Copy the material below from its start down to and including the line that contains "x=430 y=555", swapping "component" for "module" and leaving everything else unchanged.

------ Records for the task ------

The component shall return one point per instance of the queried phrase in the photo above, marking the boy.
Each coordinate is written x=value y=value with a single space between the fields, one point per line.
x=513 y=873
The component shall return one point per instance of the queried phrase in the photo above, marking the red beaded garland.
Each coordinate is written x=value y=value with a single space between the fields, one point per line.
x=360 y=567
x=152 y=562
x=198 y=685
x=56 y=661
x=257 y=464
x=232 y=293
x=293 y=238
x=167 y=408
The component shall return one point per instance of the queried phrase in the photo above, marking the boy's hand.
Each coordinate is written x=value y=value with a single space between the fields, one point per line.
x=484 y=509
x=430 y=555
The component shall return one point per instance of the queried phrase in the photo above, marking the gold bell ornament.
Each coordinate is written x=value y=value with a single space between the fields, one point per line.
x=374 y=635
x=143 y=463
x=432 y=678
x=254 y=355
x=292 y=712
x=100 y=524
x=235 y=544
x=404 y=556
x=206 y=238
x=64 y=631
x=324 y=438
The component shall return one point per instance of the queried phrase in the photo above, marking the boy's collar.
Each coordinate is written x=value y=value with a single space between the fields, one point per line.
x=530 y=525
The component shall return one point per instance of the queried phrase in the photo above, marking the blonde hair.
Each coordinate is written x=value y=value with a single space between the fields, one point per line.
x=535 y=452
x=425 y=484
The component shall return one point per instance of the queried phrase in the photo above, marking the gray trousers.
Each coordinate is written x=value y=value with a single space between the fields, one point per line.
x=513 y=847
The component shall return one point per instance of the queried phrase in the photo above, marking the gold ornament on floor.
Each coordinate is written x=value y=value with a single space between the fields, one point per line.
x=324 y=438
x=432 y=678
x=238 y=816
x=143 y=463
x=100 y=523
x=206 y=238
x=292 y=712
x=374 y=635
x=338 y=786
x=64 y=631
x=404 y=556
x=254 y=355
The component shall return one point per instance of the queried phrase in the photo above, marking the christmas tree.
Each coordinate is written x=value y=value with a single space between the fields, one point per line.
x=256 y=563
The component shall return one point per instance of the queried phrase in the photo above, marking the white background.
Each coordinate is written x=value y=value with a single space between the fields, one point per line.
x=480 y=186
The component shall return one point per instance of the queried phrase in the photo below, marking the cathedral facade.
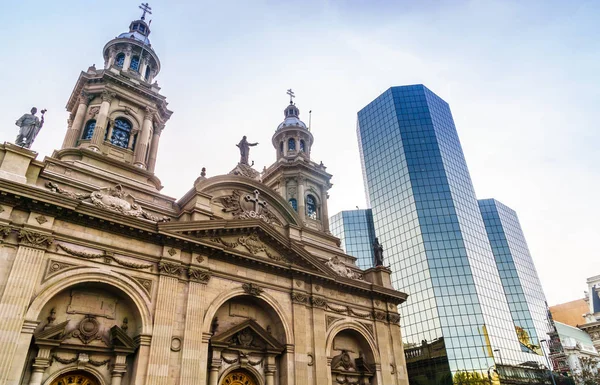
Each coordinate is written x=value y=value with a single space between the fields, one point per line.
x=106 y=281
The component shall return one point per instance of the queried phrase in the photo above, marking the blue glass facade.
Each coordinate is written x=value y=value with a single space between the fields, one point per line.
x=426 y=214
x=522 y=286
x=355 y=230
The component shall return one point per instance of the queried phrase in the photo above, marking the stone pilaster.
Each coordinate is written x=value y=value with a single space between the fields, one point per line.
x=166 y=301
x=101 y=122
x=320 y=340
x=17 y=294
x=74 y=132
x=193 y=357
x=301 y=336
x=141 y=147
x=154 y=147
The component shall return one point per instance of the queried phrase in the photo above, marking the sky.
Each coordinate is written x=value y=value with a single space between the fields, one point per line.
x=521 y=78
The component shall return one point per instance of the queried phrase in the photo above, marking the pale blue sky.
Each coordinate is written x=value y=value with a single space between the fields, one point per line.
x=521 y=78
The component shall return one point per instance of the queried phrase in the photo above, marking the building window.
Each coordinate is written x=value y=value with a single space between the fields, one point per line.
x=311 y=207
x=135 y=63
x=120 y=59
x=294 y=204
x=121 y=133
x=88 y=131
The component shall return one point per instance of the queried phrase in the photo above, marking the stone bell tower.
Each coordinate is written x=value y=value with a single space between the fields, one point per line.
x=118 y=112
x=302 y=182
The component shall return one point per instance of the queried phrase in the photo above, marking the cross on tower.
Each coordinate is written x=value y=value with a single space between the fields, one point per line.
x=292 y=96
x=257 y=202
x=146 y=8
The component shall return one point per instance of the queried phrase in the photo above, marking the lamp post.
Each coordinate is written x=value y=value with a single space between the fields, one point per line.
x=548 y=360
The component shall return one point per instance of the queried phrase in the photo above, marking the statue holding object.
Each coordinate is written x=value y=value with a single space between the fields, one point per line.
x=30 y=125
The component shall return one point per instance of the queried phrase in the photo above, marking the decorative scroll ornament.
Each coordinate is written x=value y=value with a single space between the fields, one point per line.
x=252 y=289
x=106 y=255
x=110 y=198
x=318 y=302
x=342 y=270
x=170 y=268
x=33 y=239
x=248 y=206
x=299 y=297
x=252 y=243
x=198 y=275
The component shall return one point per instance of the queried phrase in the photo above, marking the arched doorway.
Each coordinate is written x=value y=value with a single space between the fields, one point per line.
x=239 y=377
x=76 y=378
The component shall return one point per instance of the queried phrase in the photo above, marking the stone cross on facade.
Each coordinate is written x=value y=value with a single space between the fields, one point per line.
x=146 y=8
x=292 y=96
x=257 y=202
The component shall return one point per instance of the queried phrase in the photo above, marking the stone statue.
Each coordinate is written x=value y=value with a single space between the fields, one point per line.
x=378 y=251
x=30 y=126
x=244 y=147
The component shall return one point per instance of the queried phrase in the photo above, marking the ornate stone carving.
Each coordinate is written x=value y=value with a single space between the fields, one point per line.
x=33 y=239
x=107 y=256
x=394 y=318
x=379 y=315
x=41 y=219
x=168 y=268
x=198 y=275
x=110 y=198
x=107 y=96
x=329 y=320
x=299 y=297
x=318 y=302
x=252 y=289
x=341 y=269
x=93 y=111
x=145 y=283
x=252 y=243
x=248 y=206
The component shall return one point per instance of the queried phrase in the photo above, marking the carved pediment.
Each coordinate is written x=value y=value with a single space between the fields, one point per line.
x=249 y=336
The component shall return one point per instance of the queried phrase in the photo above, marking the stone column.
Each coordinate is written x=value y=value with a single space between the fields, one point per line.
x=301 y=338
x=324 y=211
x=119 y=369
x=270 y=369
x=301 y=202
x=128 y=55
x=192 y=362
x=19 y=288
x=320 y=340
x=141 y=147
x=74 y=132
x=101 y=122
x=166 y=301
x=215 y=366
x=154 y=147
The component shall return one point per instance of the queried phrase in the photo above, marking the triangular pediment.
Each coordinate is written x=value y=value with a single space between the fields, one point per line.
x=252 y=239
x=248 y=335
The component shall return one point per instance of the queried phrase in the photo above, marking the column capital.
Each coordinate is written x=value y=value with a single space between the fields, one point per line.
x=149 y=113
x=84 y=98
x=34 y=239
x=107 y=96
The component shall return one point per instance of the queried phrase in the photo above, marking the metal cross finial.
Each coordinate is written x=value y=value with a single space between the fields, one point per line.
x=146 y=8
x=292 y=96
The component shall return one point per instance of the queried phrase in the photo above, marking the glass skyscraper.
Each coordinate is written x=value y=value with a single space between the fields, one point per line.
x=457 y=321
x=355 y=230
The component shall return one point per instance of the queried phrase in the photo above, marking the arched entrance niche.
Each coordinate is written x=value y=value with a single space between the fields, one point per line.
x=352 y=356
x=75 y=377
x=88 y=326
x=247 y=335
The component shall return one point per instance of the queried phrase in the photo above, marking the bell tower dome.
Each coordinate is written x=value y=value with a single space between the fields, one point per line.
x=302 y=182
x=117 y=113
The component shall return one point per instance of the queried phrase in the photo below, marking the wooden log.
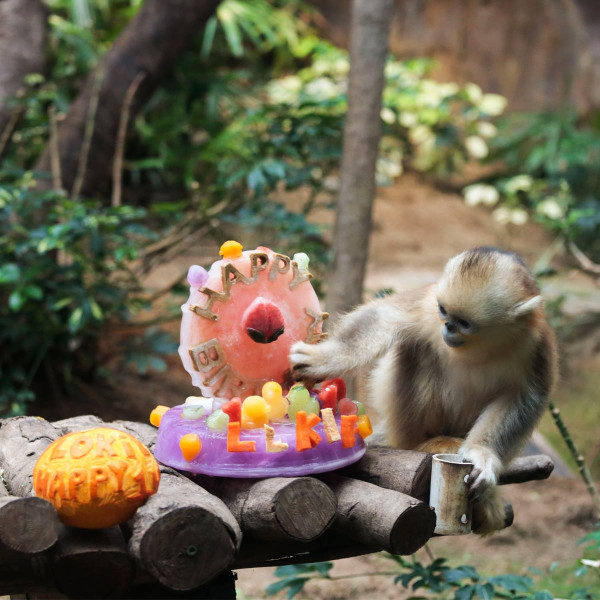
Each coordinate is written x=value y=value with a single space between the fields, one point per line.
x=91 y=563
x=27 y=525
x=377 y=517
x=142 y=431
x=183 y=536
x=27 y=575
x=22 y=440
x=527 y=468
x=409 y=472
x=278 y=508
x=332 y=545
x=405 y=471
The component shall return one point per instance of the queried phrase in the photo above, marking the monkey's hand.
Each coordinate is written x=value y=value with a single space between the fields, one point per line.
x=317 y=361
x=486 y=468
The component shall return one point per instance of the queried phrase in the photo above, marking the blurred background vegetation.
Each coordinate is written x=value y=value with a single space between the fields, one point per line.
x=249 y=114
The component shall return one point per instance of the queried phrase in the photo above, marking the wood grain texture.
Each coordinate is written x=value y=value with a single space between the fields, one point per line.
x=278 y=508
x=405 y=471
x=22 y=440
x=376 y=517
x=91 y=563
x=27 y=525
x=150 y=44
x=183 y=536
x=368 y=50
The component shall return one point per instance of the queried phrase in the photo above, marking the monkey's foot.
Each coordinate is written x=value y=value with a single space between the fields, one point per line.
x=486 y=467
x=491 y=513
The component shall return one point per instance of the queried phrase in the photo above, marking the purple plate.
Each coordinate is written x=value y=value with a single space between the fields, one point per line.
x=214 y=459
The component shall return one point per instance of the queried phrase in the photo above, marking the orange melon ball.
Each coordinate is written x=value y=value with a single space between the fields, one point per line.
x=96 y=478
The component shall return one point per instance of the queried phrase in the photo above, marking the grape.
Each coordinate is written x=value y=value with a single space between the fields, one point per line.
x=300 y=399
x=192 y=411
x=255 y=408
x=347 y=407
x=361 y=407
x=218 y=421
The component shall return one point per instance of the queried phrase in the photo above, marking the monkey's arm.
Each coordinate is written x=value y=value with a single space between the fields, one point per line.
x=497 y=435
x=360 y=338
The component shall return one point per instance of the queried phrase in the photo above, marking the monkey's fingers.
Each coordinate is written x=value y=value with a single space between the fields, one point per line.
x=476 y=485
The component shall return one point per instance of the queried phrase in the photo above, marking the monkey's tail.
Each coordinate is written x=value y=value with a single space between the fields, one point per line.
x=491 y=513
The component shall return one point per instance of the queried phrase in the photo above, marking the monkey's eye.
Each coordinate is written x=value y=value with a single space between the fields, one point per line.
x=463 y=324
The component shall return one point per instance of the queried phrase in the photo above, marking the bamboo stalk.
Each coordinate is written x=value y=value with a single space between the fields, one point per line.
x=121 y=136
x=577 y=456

------

**Reply to the task**
The module shall return one point per instance of the queried phrase in the photo above, marking the boy.
Each coordinate is written x=value y=value with a single space between the fields, one point per line.
x=513 y=873
The module shall return one point per instance of the queried phrase in the photo above, marking the red beaded garland.
Each coordinate is written x=value y=value with a single space between the fields, one point per line.
x=360 y=567
x=152 y=562
x=198 y=685
x=56 y=661
x=257 y=464
x=232 y=293
x=293 y=238
x=167 y=408
The module shall return one point per instance of the queried phrase in the photo above, marking the boy's hand.
Each coordinate is written x=value y=value with a single space between the fields, one point per line.
x=484 y=509
x=430 y=555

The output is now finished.